--- Passage to read Enclosed Below ---

In Sana'a, at least 11 anti-government protesters were wounded in clashes with government supporters armed with clubs, daggers and pistols.
Protest violence in Yemen kills five demonstrators
SANA'A // A grenade attack on anti-government protesters killed one person and injured dozens as government supporters and riot police clashed with pro-democracy demonstrators across Yemen yesterday. Four more people were shot dead by police in the southern port city of Aden, where violent clashes broke out for the third day between protesters and police.
In Taiz, south of the capital Sana'a, a protester was killed when armed men, accused of being government supporters, threw a grenade at a gathering of tens of thousands. He was one of dozens of people brought to hospital, where he died of his wounds, medics said. Taiz officials denied the attackers were supporters of President Ali Abdullah Saleh or his party.
Yesterday was the eighth consecutive day of protests against Mr Saleh.
"Armed men from the ruling party threw a hand grenade at the protesters and more than 40 people were injured," Bushra al Maktari, a protest organiser in Taiz, said in a telephone interview.
"I am now in the hospital and the situation is terrible. Some of the injuries are very serious," Ms al Maktari said. She said the attack brought more people on to the streets.
"The protesters are angry and they started blood donation to the injured. We are now demanding the prosecution of the leading officials in the ruling party who encouraged their thugs to attack us," she said, adding that she was injured in her leg by shrapnel from the grenade.
Hamud al Sufi, the governor of Taiz, said the attackers were not supporters of the ruling General People's Congress.
"According to initial investigations with the suspected attackers, some of the protesters threw stones at their car and they responded by throwing the hand grenade. These might be outlaws and investigations will be announced once they are complete," Mr al Sufi said. The government organised a rival protest in Taiz in support of Mr Saleh.
In Sana'a, at least 11 anti-government protesters were wounded in clashes with government supporters armed with clubs, daggers and pistols. Riot police fired shots in the air and used tear gas to disperse the crowds in the biggest demonstration in Sana'a in the past eight days of protests.
Some imams in the capital seemed to take a critical tone with the government yesterday - adding a new element to the protests.
Imam Jabri al Yamani at the Sana'a University mosque condemned the torture and beating of demonstrators, telling many protesters who had gathered there: "We have been living for 30 years without purpose or hope." He said "protests must be peaceful and not scare and harm the people".
Another Sana'a imam, Abdel Raqib Obad, urged people to join the protests and criticised the security forces for "battling" the youth.
After noon prayers, thousands of protesters marched from the Sana'a University mosque towards the presidential palace, and were met by riot police and hundreds of Mr Saleh's supporters.

--- End of Enclosed Passage to read ---
--- Data for analysis Enclosed Below ---

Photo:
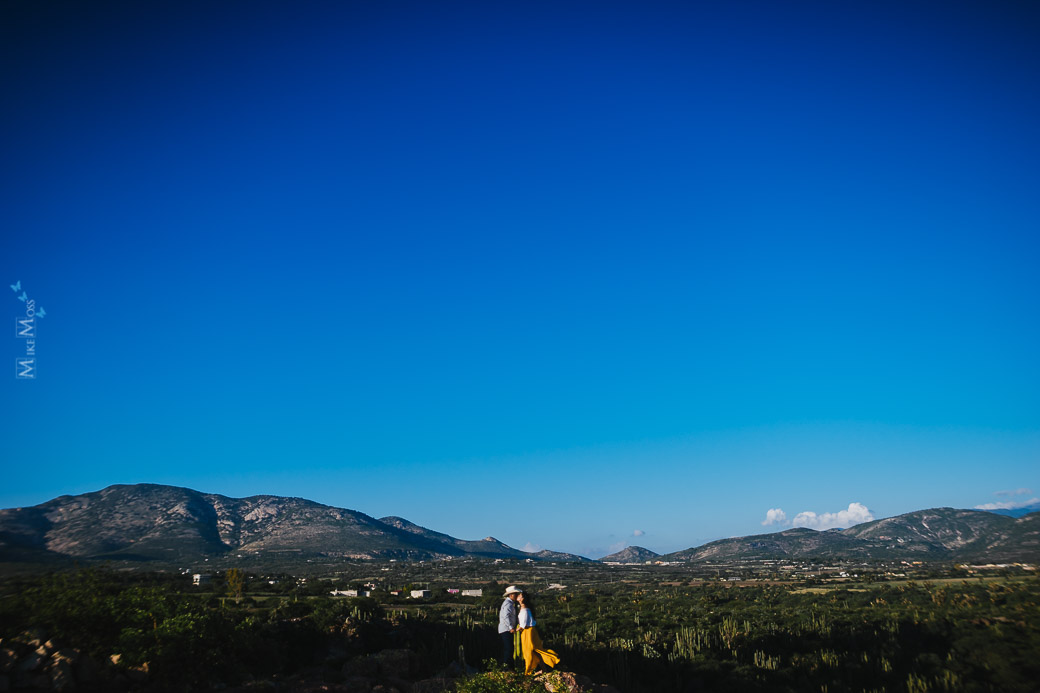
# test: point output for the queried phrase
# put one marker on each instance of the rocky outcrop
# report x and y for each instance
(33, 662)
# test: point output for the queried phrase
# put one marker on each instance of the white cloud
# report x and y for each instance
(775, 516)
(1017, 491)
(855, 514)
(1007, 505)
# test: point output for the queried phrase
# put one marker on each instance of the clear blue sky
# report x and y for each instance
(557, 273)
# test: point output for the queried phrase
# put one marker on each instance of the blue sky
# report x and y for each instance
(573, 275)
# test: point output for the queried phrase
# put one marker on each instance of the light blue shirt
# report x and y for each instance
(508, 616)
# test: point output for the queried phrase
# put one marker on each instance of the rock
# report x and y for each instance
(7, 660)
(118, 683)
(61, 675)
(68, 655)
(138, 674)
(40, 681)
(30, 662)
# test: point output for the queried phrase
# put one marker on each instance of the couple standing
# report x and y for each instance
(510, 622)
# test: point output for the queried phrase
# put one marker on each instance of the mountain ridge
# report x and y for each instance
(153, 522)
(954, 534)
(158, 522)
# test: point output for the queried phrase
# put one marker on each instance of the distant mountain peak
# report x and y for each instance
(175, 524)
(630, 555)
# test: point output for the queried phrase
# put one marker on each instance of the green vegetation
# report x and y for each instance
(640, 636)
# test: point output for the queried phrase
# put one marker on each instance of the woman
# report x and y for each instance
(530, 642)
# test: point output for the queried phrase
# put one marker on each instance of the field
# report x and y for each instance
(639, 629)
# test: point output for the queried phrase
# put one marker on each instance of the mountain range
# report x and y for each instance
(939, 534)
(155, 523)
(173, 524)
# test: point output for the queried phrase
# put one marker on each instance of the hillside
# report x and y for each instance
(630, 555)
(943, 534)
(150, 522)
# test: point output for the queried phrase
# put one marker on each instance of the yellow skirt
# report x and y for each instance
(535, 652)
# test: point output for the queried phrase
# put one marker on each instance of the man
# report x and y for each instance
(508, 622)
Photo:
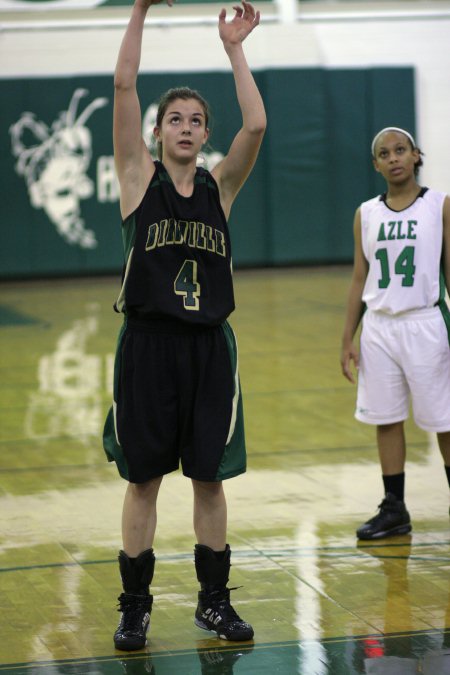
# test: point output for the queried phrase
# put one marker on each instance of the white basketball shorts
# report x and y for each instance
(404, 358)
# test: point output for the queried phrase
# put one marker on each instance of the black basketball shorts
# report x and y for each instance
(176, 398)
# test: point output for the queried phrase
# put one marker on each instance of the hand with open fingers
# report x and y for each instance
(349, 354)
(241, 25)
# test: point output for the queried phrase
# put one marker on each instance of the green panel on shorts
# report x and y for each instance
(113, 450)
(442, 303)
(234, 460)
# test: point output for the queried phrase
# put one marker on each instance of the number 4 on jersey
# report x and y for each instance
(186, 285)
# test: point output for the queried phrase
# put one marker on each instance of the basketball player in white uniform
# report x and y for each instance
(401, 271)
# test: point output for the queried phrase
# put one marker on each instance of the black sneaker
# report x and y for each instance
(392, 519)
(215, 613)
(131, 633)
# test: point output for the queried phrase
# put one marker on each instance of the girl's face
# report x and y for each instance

--- End of Enclosed Data for analysis ---

● Activity A:
Answer these about the article on Yemen protest violence:
(i) How many people did police shoot dead in Aden?
(ii) Who is the governor of Taiz?
(iii) From where did thousands of protesters march after noon prayers?
● Activity B:
Can you copy everything in the article on Yemen protest violence from "Imam Jabri al" down to "Mr Saleh's supporters."?
The records are separate material and have nothing to do with the article on Yemen protest violence.

● Exercise response A:
(i) Four.
(ii) Hamud al Sufi.
(iii) From the Sana'a University mosque.

● Exercise response B:
Imam Jabri al Yamani at the Sana'a University mosque condemned the torture and beating of demonstrators, telling many protesters who had gathered there: "We have been living for 30 years without purpose or hope." He said "protests must be peaceful and not scare and harm the people".
Another Sana'a imam, Abdel Raqib Obad, urged people to join the protests and criticised the security forces for "battling" the youth.
After noon prayers, thousands of protesters marched from the Sana'a University mosque towards the presidential palace, and were met by riot police and hundreds of Mr Saleh's supporters.